Please swap "Tag a keypoint" for "Place a point" throughout the items below and write them all out again with nothing else changed. Leave the pictures out of your copy.

=== Input data ===

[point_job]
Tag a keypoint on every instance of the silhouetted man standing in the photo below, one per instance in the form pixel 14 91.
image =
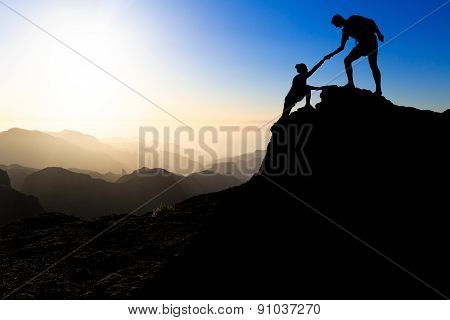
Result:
pixel 365 32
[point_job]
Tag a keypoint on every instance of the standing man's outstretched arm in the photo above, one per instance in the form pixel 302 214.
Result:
pixel 341 47
pixel 315 68
pixel 378 32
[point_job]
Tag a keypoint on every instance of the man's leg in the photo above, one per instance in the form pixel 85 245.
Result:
pixel 373 62
pixel 352 56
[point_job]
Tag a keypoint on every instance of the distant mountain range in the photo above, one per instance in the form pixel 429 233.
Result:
pixel 14 205
pixel 23 152
pixel 36 149
pixel 61 190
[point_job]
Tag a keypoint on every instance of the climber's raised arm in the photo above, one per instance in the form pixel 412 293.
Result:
pixel 313 88
pixel 341 47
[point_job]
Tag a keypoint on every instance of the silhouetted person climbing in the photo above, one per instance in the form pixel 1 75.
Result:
pixel 300 89
pixel 363 30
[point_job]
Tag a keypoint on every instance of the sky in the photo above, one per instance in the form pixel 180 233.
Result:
pixel 207 62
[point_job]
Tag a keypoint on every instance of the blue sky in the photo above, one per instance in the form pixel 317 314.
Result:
pixel 205 60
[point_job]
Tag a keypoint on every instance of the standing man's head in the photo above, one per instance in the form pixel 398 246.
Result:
pixel 338 21
pixel 301 68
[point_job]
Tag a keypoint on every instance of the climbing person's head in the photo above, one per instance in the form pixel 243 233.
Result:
pixel 338 21
pixel 301 68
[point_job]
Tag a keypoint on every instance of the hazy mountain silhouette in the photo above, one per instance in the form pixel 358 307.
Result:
pixel 40 150
pixel 61 190
pixel 378 170
pixel 17 174
pixel 15 206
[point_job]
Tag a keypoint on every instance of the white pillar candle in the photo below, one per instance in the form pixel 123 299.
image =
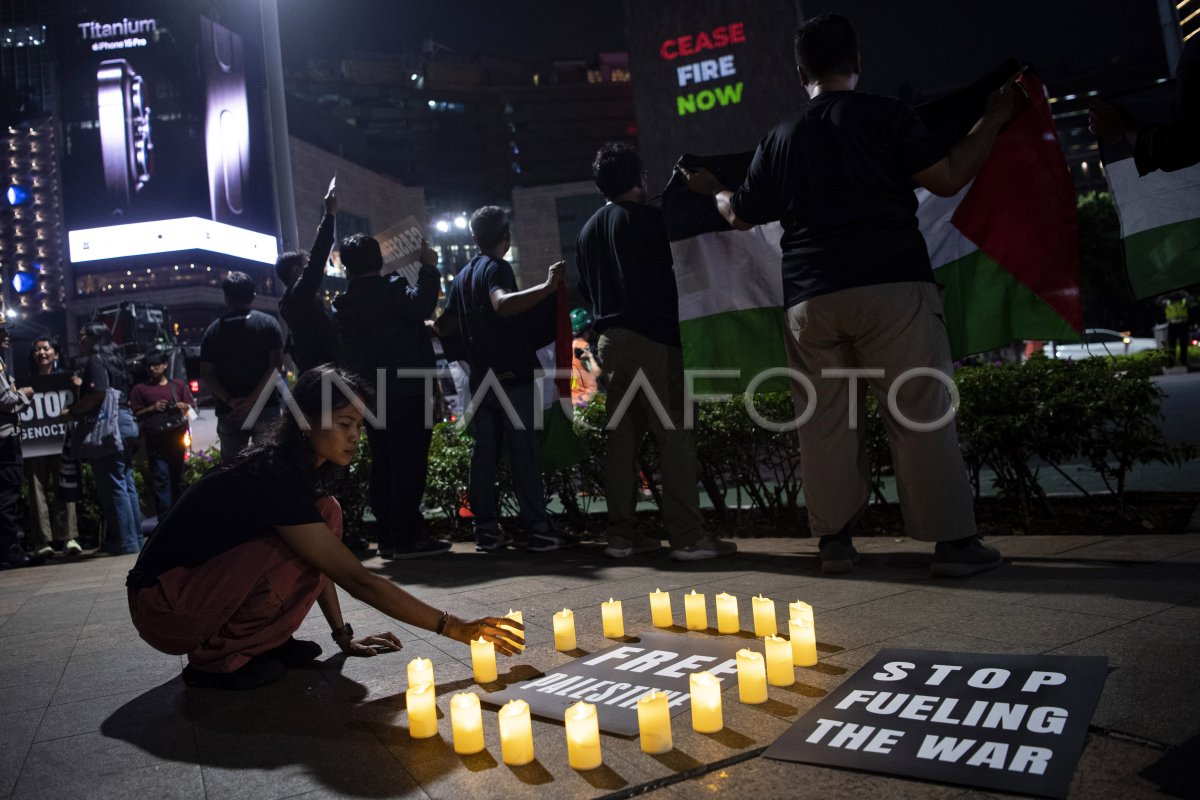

===

# Answer for the task:
[point_job]
Place a point on every instance of the silhouetted man standing in the photo below, one per instance in the form pixel 14 91.
image =
Result:
pixel 365 32
[point_job]
Place a point on every instance of the standing man's outstretched arm in the photo above, one per instance in the form pixel 302 214.
Result:
pixel 341 47
pixel 315 68
pixel 378 32
[point_job]
Place a point on every instance of the man's leg in the photo above, one per instance in the form pixel 85 245.
Result:
pixel 373 62
pixel 352 56
[point_job]
Place a point on every instance of the distant mountain range in the photo above, one per instance in the form pixel 429 233.
Result:
pixel 14 205
pixel 23 152
pixel 36 149
pixel 61 190
[point_job]
Place a point on every instance of the climber's raised arm in the photo above, one per instance in the form pixel 412 293.
Result:
pixel 313 88
pixel 341 47
[point_job]
Place a point on every instance of the silhouetted person climbing in the photo above, one per instance in the form pixel 1 75.
Result:
pixel 300 89
pixel 363 30
[point_job]
Place a point on every instance of the sky in the photo above, one per instance in the form pixel 180 233.
Result:
pixel 207 62
[point_job]
Place a point on every instance of the blue sky in the photo above, one per instance in the form pixel 317 314.
Result:
pixel 205 60
[point_job]
Place a point on every instance of the standing man's head in the photo above, one per instance in the form pixel 398 246.
Result:
pixel 338 21
pixel 301 68
[point_job]
Place a point on every instance of the climbing person's head in the photo above, one per instance in the form pixel 243 233.
Result:
pixel 338 21
pixel 301 68
[point_job]
Place a point on every instance of the hazy mountain silhouette in the photo above, one per instance in the form pixel 358 307.
Result:
pixel 40 150
pixel 61 190
pixel 378 170
pixel 17 174
pixel 15 206
[point_job]
Place a point on every instance of the white pillar candle in the photo below, one per instance in the form pixel 123 299.
image =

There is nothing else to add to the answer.